Some research conducted by the government’s Department of Work and Pensions not so very long ago found that around one million people call in sick from work every week. Whilst this in itself illustrates quite a high level of sickness absence in the UK, a further statistic gave perhaps even greater cause for concern. That is that of those one million people every week, 3,000 are unable to return to work after six months. For 3,000 people each week, therefore, that call into the office turns into an illness that is more serious and takes longer to resolve than just a few days off work. These are the circumstances in which sickness insurance really could help.
How could it help and what does it do? Sickness insurance takes a lot of the financial worries away from a prolonged absence from work because of an illness. If the policy holder is away for longer than a certain period of time – and is therefore increasingly likely to be losing income as a result – the insurance pays out a regular, tax-free monthly benefit that can be used as a replacement income, or to meet essential commitments, such as mortgage repayments or those on a personal loan or other borrowing. In other words, it can lift a major part of the burden of worrying about how the bills are going to be paid when the income from work runs out and frees the individual to concentrate on the important issues of getting back to full health.
....
## Directions
In the passage on sickness insurance, what reason is given for the policy paying its monthly benefit once the holder has been away from work longer than a certain period? Reply in one to three sentences.

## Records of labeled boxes
....
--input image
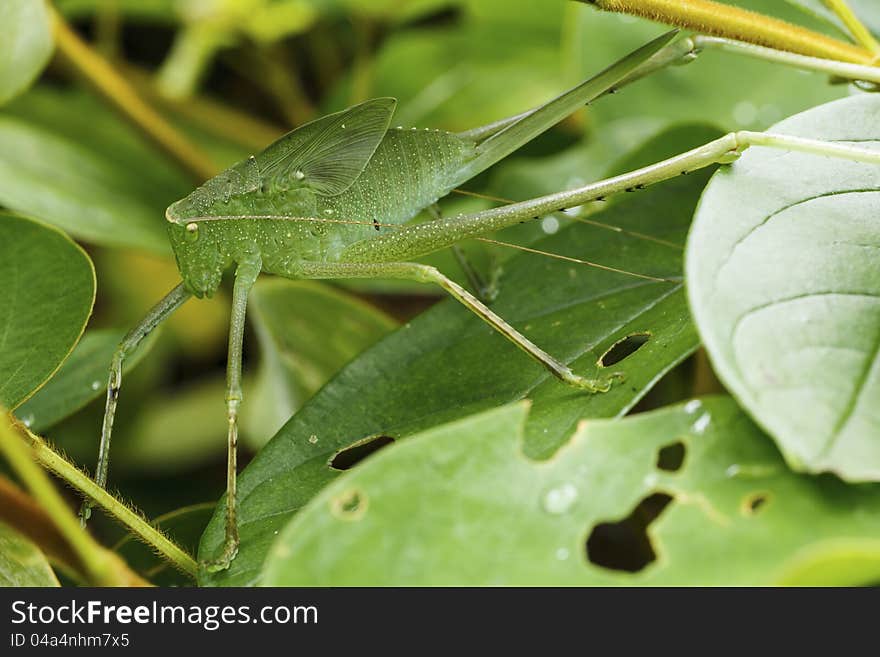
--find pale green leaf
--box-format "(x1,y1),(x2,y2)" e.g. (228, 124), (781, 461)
(0, 213), (95, 409)
(0, 0), (55, 105)
(686, 95), (880, 481)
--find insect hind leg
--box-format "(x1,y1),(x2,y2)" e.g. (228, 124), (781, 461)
(428, 203), (501, 304)
(205, 257), (262, 572)
(79, 283), (191, 527)
(300, 262), (620, 393)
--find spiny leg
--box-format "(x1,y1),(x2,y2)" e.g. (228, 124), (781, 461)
(299, 262), (618, 392)
(428, 203), (498, 304)
(79, 283), (190, 527)
(206, 258), (261, 571)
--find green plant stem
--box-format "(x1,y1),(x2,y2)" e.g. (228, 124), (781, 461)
(823, 0), (880, 55)
(690, 35), (880, 84)
(581, 0), (874, 64)
(13, 418), (198, 578)
(0, 410), (136, 586)
(49, 6), (217, 182)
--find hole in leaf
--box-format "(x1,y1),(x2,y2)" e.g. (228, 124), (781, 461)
(657, 440), (687, 472)
(330, 489), (367, 520)
(599, 333), (651, 367)
(587, 493), (672, 573)
(740, 493), (770, 516)
(330, 436), (394, 470)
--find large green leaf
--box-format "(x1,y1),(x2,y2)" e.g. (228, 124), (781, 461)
(0, 89), (190, 254)
(0, 213), (95, 409)
(262, 398), (880, 586)
(200, 154), (707, 585)
(0, 522), (58, 587)
(16, 329), (155, 433)
(242, 278), (395, 447)
(0, 0), (54, 105)
(687, 95), (880, 481)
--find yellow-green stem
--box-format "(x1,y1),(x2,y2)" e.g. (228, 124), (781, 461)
(17, 426), (198, 578)
(581, 0), (874, 64)
(49, 6), (217, 182)
(0, 410), (127, 586)
(823, 0), (880, 57)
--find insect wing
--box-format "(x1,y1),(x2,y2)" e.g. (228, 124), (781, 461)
(257, 98), (397, 196)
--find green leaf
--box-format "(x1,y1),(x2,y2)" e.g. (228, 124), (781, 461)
(200, 147), (708, 585)
(0, 213), (95, 409)
(687, 95), (880, 481)
(0, 522), (59, 587)
(0, 0), (55, 105)
(113, 503), (214, 586)
(336, 0), (844, 132)
(262, 398), (880, 586)
(242, 278), (396, 447)
(0, 89), (190, 255)
(16, 329), (155, 433)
....
## Result of the task
After that period, the holder is increasingly likely to be losing income because of the absence. The tax-free monthly benefit can then serve as a replacement income or meet essential commitments such as mortgage or loan repayments.